--- Description of the task ---
Reproduce exactly the span of lines that opens with the line containing "# test: pointer returns one pin per instance of the sponsor" and closes with the last line of the entries below.

--- Records for the task ---
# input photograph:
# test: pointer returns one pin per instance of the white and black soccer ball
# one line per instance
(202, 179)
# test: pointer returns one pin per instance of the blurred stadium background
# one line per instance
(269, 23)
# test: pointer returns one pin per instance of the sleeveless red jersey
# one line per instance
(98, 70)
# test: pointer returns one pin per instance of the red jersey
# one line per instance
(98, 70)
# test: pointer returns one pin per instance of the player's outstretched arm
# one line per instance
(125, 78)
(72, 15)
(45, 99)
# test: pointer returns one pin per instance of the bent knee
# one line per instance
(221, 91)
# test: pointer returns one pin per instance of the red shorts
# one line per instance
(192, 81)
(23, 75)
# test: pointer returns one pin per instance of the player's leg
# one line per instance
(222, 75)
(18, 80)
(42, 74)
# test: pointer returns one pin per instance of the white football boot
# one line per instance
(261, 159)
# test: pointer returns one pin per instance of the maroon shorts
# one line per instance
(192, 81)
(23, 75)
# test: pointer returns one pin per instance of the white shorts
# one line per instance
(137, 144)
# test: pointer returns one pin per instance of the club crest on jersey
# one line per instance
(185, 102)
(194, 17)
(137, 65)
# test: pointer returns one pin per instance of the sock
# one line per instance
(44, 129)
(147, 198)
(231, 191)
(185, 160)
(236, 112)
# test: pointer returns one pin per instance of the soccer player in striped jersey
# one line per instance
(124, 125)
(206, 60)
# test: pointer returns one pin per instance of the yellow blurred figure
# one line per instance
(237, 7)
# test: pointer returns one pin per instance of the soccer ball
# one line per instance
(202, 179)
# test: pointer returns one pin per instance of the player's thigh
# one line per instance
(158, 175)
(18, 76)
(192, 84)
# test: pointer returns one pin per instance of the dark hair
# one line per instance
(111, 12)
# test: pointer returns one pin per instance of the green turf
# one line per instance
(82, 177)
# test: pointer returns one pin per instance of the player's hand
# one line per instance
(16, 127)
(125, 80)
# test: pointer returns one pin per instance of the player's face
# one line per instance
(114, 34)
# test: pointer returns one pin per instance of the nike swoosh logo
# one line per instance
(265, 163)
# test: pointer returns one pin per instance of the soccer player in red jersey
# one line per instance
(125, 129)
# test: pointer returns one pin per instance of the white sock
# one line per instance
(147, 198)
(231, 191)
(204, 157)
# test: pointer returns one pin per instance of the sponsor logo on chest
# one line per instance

--- Worked solution ---
# test: pointer returns one pin per instance of the sponsor logo on chest
# one line per instance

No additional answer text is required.